[Dataset records]

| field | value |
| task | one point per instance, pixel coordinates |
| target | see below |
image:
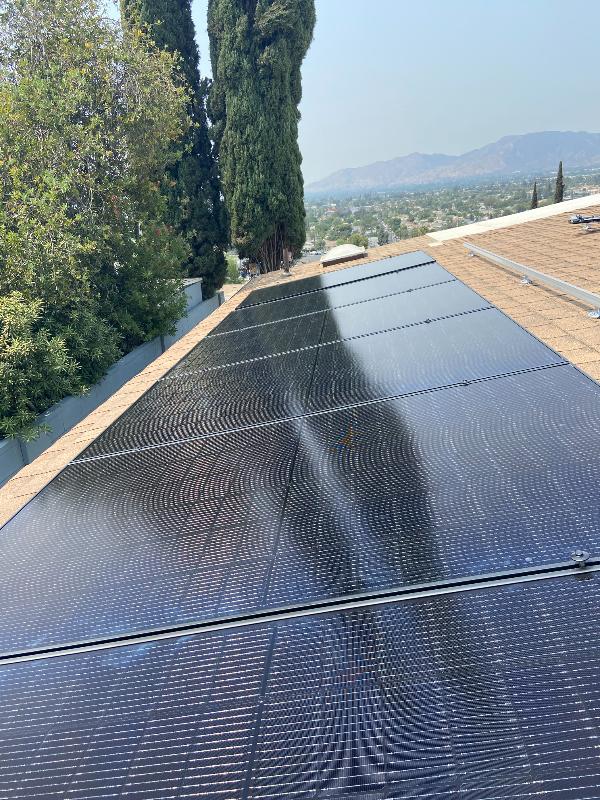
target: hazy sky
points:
(387, 77)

[TASK REQUIREMENTS]
Reproduce each entry exactly as written, but leave out the images.

[TASK RESULT]
| field | value |
| task | one point per instance, pixel coordinates |
| target | see below |
image:
target: hazy sky
points:
(387, 77)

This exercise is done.